## Requirement
Each line from the first down to the one containing "98L460 145L529 211L475" should be returned exactly as it appears below.

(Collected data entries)
# # # # #

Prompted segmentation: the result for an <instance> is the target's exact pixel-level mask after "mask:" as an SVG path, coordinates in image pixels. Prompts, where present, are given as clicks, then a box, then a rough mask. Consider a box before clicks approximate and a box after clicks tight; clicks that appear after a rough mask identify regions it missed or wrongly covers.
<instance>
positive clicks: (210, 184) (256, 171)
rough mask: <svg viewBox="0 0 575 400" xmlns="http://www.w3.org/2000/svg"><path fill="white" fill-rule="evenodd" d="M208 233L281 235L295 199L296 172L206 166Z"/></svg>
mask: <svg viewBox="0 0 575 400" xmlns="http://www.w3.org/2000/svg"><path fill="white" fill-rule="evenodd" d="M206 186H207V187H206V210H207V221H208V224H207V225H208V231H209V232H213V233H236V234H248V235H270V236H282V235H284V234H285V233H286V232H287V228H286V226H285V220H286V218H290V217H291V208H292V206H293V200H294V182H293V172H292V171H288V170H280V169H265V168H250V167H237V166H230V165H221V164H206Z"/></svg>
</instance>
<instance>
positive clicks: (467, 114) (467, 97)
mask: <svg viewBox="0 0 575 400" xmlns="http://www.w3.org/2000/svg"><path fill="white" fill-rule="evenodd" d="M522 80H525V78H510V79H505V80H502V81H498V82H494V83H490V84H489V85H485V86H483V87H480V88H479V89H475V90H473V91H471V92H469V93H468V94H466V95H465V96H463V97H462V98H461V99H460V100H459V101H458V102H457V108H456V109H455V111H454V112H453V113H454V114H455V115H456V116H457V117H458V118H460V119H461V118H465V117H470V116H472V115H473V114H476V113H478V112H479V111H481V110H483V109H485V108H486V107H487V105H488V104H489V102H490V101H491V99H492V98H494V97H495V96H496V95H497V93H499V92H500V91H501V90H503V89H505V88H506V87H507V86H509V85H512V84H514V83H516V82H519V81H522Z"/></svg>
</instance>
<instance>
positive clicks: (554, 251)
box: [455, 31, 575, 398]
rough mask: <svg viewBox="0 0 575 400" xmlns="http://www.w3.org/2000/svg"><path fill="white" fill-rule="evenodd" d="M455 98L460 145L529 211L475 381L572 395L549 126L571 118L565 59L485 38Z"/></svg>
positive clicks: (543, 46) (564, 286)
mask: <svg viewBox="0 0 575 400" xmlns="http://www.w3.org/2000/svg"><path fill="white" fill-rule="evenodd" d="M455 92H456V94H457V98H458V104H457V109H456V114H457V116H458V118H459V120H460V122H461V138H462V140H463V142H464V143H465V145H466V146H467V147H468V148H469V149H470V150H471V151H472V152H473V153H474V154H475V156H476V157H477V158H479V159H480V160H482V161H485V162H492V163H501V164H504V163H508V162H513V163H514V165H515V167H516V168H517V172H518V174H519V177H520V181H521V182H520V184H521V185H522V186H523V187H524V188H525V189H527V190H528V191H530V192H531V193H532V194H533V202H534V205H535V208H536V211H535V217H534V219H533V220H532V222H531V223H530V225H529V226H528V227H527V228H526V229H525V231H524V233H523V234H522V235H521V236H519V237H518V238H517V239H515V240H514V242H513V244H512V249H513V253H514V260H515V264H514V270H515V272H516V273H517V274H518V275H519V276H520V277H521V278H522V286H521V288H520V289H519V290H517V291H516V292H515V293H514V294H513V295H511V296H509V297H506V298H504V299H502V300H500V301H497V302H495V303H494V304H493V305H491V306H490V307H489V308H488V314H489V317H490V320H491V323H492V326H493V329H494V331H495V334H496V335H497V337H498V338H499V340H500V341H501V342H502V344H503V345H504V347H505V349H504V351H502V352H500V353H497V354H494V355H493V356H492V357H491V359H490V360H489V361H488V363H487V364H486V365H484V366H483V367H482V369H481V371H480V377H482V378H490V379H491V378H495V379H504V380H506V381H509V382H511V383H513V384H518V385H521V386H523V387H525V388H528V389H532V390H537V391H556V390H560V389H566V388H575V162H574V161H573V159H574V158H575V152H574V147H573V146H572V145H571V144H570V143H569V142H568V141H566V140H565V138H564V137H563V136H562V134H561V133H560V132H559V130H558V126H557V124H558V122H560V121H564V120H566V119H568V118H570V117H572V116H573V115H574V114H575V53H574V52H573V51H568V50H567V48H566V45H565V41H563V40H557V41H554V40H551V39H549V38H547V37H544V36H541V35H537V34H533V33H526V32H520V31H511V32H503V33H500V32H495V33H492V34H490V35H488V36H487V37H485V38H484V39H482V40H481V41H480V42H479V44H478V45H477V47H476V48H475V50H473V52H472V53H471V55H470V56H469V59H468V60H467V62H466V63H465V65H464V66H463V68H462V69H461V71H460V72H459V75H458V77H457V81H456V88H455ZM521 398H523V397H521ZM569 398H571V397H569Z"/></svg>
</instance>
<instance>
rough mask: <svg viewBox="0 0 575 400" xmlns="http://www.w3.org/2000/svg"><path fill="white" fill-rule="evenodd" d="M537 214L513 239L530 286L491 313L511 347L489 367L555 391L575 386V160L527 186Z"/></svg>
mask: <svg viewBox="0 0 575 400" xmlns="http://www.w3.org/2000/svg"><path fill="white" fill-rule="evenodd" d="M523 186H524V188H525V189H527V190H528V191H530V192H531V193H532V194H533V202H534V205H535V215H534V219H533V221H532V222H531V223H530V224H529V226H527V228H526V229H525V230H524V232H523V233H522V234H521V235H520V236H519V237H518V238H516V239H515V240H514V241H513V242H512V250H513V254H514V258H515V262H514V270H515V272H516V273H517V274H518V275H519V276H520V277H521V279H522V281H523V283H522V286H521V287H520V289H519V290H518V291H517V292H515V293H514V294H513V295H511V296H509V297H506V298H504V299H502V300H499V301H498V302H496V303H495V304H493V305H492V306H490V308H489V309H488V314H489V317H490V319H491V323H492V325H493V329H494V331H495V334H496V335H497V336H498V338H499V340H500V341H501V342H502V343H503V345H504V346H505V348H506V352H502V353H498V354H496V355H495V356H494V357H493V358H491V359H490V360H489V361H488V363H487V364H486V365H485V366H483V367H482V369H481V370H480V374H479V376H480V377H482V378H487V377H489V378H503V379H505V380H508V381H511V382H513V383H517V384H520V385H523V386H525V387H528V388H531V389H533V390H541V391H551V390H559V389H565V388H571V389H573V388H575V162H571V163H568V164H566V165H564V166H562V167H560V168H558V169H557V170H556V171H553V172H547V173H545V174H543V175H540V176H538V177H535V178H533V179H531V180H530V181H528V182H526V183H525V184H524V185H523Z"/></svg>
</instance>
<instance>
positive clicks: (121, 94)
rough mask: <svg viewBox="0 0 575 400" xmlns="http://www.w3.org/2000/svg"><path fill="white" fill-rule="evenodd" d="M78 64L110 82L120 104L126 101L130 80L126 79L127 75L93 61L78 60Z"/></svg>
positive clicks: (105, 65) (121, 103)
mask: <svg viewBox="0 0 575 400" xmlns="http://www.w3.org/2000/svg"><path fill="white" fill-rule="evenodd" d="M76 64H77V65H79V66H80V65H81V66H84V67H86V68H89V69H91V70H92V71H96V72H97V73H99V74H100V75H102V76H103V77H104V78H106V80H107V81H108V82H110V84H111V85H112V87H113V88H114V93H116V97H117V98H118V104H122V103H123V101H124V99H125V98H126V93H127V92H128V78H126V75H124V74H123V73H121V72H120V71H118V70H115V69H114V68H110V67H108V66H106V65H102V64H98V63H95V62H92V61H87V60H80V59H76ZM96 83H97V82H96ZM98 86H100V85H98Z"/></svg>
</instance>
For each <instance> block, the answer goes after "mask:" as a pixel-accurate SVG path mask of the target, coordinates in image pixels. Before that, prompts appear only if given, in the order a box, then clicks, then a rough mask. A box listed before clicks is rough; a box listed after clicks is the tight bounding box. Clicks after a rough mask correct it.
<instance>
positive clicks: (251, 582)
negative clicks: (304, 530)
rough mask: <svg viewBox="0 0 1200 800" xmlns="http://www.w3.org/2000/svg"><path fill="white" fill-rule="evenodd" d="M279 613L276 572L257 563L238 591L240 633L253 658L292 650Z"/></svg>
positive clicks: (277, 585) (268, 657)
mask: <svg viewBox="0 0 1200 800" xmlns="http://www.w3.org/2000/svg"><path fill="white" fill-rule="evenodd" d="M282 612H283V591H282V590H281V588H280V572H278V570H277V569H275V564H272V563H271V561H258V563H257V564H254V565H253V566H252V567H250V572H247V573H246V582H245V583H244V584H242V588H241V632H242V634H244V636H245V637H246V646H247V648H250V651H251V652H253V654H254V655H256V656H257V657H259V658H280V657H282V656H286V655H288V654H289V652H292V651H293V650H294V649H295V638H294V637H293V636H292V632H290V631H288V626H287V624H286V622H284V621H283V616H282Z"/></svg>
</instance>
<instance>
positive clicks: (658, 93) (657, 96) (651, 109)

# # # # #

## Finished exercise
Prompted segmentation: the result for an <instance> is the target's exact pixel-level mask after "mask:" as an SVG path, coordinates in image pixels. Prompts, where present, are given as clicks, then a box, then a rough mask. Consider a box before clicks approximate and a box after clicks tight; clicks that appear after a rough mask identify regions it missed or wrongly covers.
<instance>
positive clicks: (210, 184) (256, 171)
rough mask: <svg viewBox="0 0 575 400" xmlns="http://www.w3.org/2000/svg"><path fill="white" fill-rule="evenodd" d="M208 233L281 235L295 199L296 172L206 166Z"/></svg>
mask: <svg viewBox="0 0 575 400" xmlns="http://www.w3.org/2000/svg"><path fill="white" fill-rule="evenodd" d="M206 186H207V187H206V210H207V221H208V224H207V225H208V231H209V232H213V233H236V234H248V235H270V236H282V235H284V234H285V233H286V232H287V228H286V226H285V220H286V218H290V217H291V208H292V206H293V200H294V182H293V172H292V171H288V170H280V169H265V168H250V167H237V166H230V165H221V164H206Z"/></svg>
</instance>
<instance>
positive clicks: (467, 114) (467, 97)
mask: <svg viewBox="0 0 575 400" xmlns="http://www.w3.org/2000/svg"><path fill="white" fill-rule="evenodd" d="M522 80H525V78H510V79H505V80H502V81H498V82H494V83H490V84H489V85H485V86H483V87H480V88H479V89H475V90H473V91H471V92H469V93H468V94H466V95H465V96H463V97H462V98H461V99H460V100H459V101H458V102H457V108H456V109H455V111H454V112H453V113H454V114H455V115H456V116H457V117H458V118H460V119H461V118H465V117H470V116H472V115H473V114H476V113H478V112H479V111H481V110H483V109H485V108H486V107H487V105H488V104H489V102H490V101H491V99H492V98H494V97H495V96H496V95H497V93H499V92H500V91H501V90H503V89H505V88H506V87H507V86H509V85H512V84H514V83H516V82H519V81H522Z"/></svg>
</instance>
<instance>
positive clicks: (554, 251)
box: [455, 31, 575, 398]
rough mask: <svg viewBox="0 0 575 400" xmlns="http://www.w3.org/2000/svg"><path fill="white" fill-rule="evenodd" d="M455 98L460 145L529 211L475 381L572 395L549 126L571 118L565 59L485 38Z"/></svg>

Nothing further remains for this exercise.